TASK TO CARRY OUT: Rewrite each of the lines below with "marker" swapped for "dot", leaving every other word unchanged.

DATASET CONTENT:
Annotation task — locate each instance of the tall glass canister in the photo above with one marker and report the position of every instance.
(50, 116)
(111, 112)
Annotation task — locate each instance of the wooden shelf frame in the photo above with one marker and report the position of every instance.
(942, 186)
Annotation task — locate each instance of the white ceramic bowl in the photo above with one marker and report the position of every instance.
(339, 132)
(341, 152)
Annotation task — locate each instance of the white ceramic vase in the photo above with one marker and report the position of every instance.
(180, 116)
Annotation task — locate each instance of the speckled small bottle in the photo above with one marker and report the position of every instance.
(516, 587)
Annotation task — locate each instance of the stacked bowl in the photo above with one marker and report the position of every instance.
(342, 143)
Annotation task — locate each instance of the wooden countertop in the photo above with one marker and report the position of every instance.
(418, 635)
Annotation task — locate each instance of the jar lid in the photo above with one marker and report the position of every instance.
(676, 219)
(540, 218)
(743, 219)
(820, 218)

RESULT FOR THIS EXERCISE:
Annotation task — locate each instance of the tall glass canister in the photo above with one dot and report the position of every instance.
(50, 116)
(111, 112)
Annotation task — locate each instance of the wooden shelf frame in the photo above with one dot and report the position of every instance.
(942, 186)
Annotation task — locate each instance of the white ceramic bowl in the photo above with one dot and report the position of every instance.
(339, 132)
(341, 152)
Annotation task — locate each instance of the white ceramic vase in the photo above with one dot and report the position of every instance.
(180, 116)
Annotation task — locate each instance of the speckled small bottle in the photo above with one dot and report the position of every instance.
(516, 587)
Annotation task — locate each instance of the stacked bowl in the photo above with one dot and report the position of every instance.
(342, 143)
Annotation task — locate each instance of the wooden countertop in the photo above with one dot and report the position of every instance.
(418, 635)
Annotation task — locate each instance of the jar lid in the photo above with one dot and report the position of every instance.
(676, 219)
(540, 218)
(743, 219)
(820, 218)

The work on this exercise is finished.